**Requirement:**
The reply must repeat the listing below exactly and carry none of its pictures.

(Exercise data Opens)

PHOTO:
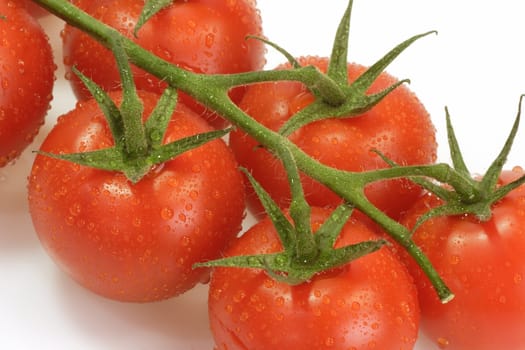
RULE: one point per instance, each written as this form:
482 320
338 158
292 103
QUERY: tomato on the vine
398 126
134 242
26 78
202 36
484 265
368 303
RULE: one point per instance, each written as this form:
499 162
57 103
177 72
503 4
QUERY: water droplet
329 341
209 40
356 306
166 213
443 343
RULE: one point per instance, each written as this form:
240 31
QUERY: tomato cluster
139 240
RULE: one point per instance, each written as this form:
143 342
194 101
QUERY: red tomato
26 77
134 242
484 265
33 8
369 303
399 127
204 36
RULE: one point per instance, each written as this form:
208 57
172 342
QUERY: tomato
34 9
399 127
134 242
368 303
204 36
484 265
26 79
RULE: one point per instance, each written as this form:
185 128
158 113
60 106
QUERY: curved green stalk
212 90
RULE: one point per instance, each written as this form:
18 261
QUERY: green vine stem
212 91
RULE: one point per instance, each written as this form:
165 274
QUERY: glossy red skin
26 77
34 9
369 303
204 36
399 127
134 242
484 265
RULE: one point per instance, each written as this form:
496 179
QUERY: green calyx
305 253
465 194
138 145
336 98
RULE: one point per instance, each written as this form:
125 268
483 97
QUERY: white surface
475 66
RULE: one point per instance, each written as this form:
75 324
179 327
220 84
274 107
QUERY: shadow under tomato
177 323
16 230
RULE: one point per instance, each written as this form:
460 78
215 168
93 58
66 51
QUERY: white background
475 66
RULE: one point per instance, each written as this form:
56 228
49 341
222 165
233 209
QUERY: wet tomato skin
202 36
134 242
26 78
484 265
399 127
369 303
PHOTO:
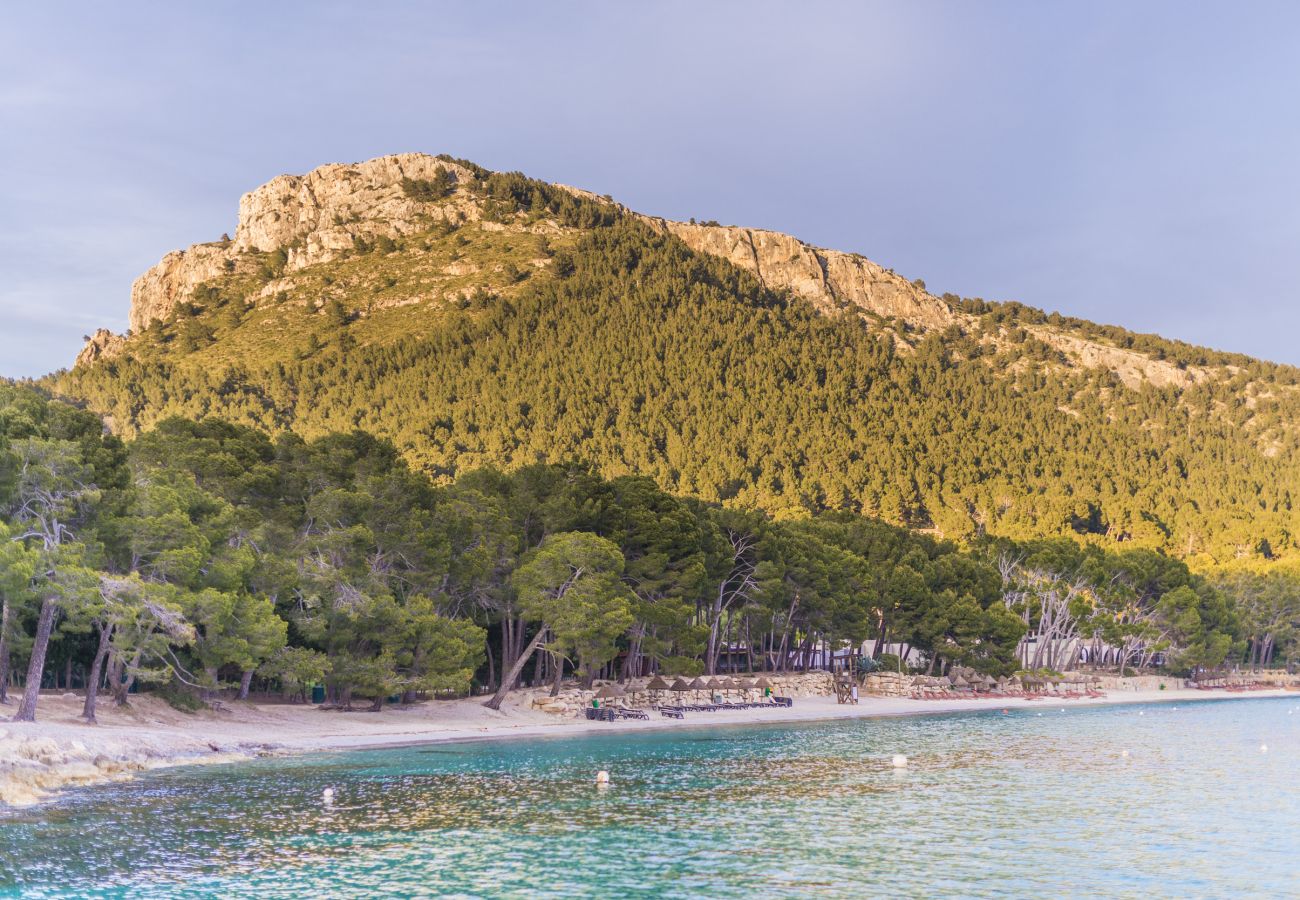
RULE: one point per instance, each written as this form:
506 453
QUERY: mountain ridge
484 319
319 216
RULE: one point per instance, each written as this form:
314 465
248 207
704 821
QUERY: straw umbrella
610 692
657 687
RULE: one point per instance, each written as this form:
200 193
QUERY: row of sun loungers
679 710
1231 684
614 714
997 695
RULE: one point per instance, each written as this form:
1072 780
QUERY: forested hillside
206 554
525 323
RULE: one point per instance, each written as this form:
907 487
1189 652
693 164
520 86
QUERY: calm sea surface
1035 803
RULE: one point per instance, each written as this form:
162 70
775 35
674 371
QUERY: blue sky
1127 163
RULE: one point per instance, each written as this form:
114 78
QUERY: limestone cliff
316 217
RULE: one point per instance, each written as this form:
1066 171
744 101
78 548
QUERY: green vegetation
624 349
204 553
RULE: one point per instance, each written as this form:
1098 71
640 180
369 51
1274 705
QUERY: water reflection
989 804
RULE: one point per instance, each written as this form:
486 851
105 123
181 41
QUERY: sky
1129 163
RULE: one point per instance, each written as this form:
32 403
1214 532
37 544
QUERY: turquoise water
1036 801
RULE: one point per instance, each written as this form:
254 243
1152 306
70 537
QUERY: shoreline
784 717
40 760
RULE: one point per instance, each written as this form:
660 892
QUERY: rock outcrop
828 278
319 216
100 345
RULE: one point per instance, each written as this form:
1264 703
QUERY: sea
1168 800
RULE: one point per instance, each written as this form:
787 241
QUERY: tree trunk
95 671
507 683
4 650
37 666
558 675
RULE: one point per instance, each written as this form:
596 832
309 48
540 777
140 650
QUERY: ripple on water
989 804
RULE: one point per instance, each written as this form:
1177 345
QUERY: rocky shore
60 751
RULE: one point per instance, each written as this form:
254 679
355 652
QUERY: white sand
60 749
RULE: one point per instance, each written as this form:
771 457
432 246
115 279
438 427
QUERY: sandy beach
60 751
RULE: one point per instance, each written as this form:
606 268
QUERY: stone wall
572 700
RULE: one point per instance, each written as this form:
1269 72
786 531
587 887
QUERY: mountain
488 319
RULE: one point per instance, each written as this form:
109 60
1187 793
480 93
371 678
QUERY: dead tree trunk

(Exercise data Closes)

**Answer for the task:**
PHOTO:
RULE: one point per instance, each written as this form:
482 320
338 158
292 103
QUERY: tomato on the vine
398 126
134 242
26 78
202 36
484 265
368 303
RULE: one point per instance, each written as this form:
499 162
57 103
177 72
503 4
QUERY: water droplet
329 341
209 40
356 306
166 213
443 343
RULE: one point per instance, each written as this form:
240 31
QUERY: tomato cluster
139 240
RULE: one point per instance, each written as this form:
143 342
194 101
QUERY: red tomato
26 77
134 242
484 265
33 8
369 303
399 127
204 36
RULE: one point per instance, each written as this form:
208 57
172 342
QUERY: tomato
34 9
399 127
134 242
368 303
204 36
484 265
26 79
RULE: one point per instance, each written as this form:
185 128
158 113
60 106
QUERY: curved green stalk
212 90
RULE: one point per instance, each written as this form:
18 261
QUERY: green vine stem
212 91
RULE: one point per instance, each written as this form:
165 274
QUERY: glossy red skin
26 77
34 9
369 303
204 36
399 127
134 242
484 265
RULE: one point per instance, each written as this form:
496 179
QUERY: green calyx
305 253
465 194
138 145
336 98
RULE: one point per instance, each written as this form:
125 268
483 97
QUERY: white surface
475 66
RULE: one point per instance, each written as this form:
75 324
179 327
220 84
274 107
QUERY: shadow under tomato
177 323
16 230
RULE: one point per instance, each written as this form:
460 78
215 168
93 58
66 51
QUERY: white background
475 66
RULE: one point per instance, each written as this form:
56 228
49 341
222 165
233 209
QUERY: wet tomato skin
202 36
134 242
26 78
484 265
399 127
369 303
PHOTO:
RULE: one point per instance, each written as this form:
506 453
QUERY: mountain ridge
484 319
319 216
RULE: one point per instance, each written as this form:
314 465
248 207
704 821
QUERY: straw umbrella
610 692
657 687
RULE: one point per instance, each written as this form:
200 193
QUERY: row of sun loungers
679 710
1231 684
614 714
997 695
RULE: one point per instance, each written as this form:
1072 780
QUERY: forested hillside
206 554
525 323
RULE: one point per instance, each written as this form:
907 487
1189 652
693 164
520 86
QUERY: calm sea surface
1035 803
RULE: one point per instance, each written as this form:
162 70
775 35
674 371
QUERY: blue sky
1127 163
RULE: one point per instance, each written as this form:
114 78
QUERY: limestone cliff
316 217
RULE: one point per instance, each written as this form:
1066 171
744 101
78 548
QUERY: green vegetation
624 349
204 553
RULE: one point per instance, each written as this form:
1098 71
640 180
369 51
1274 705
QUERY: water reflection
989 804
RULE: one point per instance, each written as this form:
486 851
105 123
181 41
QUERY: sky
1129 163
RULE: one point per instance, each written as this form:
32 403
1214 532
37 544
QUERY: turquoise water
1036 801
RULE: one point per instance, each written as this form:
254 243
1152 306
70 537
QUERY: shoreline
784 717
40 760
RULE: one point per instance, each written as this form:
660 892
QUERY: rock outcrop
828 278
319 216
100 345
RULE: one point per instance, each written as this form:
1264 703
QUERY: sea
1168 800
RULE: one point per instance, each written as this form:
787 241
QUERY: tree trunk
95 671
507 683
4 650
37 666
558 675
RULE: one point per instance, each written as this form:
596 832
309 48
540 777
140 650
QUERY: ripple on water
989 804
RULE: one point per instance, each written as this form:
1177 345
QUERY: rocky shore
60 751
RULE: one point per instance, each written as this form:
254 679
355 652
QUERY: white sand
60 749
RULE: one point per instance, each written as this form:
771 457
432 246
115 279
438 427
QUERY: sandy beach
60 751
RULE: one point per instance, each written as this form:
606 268
QUERY: stone wall
572 700
RULE: one point per instance, each written as this form:
1269 72
786 531
587 887
QUERY: mountain
488 319
RULE: one point per instance, each written as this form:
109 60
1187 793
480 93
371 678
QUERY: dead tree trunk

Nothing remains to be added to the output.